§ **WORK TASK**
Scan the data below and copy each line where "background" occurs.

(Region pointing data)
=-=-=

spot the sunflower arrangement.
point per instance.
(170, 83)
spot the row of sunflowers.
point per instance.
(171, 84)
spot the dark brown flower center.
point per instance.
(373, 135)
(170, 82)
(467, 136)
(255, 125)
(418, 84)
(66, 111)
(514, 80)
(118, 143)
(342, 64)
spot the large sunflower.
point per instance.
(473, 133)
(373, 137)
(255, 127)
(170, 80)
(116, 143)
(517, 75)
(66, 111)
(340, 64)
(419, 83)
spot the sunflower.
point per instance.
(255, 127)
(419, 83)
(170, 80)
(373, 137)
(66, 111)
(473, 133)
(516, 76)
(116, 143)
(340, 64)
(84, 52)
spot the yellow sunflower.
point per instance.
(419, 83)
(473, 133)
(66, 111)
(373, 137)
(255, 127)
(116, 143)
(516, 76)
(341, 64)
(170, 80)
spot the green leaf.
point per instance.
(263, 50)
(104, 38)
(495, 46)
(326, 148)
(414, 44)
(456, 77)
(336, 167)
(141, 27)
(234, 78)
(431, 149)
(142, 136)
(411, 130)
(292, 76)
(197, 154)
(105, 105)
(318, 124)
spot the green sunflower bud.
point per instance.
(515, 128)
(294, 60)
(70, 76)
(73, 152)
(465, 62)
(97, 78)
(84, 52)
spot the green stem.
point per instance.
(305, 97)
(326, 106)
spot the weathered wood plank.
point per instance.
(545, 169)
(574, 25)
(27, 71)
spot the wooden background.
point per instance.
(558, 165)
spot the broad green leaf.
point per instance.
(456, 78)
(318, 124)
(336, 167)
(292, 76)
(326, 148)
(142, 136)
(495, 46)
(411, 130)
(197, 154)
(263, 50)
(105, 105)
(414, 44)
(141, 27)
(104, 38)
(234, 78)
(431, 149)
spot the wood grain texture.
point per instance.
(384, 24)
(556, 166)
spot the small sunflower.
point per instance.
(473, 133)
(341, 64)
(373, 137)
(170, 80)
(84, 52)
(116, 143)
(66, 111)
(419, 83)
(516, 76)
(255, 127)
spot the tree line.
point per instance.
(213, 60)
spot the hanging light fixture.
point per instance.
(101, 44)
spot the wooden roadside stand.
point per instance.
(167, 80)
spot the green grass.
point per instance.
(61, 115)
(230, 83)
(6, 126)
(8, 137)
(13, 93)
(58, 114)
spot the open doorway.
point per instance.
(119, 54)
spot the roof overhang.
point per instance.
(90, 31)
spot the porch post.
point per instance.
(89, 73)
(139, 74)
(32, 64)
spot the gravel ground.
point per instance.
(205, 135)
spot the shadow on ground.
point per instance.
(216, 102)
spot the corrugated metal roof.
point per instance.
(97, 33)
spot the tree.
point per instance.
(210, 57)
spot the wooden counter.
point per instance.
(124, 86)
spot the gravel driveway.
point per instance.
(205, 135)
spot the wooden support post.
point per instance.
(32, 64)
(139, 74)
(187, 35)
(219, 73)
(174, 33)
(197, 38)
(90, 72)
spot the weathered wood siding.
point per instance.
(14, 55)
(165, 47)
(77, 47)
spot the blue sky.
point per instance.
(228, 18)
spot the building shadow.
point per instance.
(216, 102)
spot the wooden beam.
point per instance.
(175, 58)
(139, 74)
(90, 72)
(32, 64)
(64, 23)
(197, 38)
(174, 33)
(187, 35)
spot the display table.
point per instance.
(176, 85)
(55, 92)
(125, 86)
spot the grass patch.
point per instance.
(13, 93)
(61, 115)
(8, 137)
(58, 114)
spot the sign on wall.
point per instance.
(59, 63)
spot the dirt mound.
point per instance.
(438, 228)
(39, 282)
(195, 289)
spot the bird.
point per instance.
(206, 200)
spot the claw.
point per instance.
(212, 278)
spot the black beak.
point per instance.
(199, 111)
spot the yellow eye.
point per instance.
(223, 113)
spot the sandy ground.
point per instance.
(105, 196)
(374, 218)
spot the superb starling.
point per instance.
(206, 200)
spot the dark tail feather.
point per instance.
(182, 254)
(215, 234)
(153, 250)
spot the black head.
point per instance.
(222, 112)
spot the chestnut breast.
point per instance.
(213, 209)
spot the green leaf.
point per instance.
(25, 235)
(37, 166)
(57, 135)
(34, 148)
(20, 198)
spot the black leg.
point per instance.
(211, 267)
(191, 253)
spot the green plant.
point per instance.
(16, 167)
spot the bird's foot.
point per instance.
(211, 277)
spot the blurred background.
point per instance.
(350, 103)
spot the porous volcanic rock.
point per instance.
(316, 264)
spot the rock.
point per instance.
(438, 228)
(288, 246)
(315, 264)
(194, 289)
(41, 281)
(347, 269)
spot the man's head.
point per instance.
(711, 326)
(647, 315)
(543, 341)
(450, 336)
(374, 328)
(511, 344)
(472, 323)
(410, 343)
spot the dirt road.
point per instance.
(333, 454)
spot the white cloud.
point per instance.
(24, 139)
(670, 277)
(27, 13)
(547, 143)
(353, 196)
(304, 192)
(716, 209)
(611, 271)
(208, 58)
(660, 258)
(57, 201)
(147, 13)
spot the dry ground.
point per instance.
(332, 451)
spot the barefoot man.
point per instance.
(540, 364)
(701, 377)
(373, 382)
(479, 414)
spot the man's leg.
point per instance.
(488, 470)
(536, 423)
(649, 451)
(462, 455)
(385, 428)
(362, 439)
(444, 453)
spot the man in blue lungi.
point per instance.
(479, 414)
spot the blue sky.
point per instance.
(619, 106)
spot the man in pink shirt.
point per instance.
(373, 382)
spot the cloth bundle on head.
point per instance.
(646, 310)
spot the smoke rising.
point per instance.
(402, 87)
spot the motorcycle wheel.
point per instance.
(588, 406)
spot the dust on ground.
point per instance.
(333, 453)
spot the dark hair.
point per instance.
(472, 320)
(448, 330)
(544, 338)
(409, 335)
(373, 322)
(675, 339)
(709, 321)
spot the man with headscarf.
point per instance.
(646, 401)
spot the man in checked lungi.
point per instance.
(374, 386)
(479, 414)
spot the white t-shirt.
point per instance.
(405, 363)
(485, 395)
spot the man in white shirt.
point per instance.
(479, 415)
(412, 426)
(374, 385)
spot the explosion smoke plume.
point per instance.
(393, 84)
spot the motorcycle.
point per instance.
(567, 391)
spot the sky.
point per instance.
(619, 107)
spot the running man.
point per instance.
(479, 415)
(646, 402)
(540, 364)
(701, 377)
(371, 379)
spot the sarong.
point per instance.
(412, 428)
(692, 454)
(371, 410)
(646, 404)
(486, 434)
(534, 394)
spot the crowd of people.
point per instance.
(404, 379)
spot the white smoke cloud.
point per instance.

=-=-=

§ **WRITTEN RESPONSE**
spot the wooden background.
spot the blurred background.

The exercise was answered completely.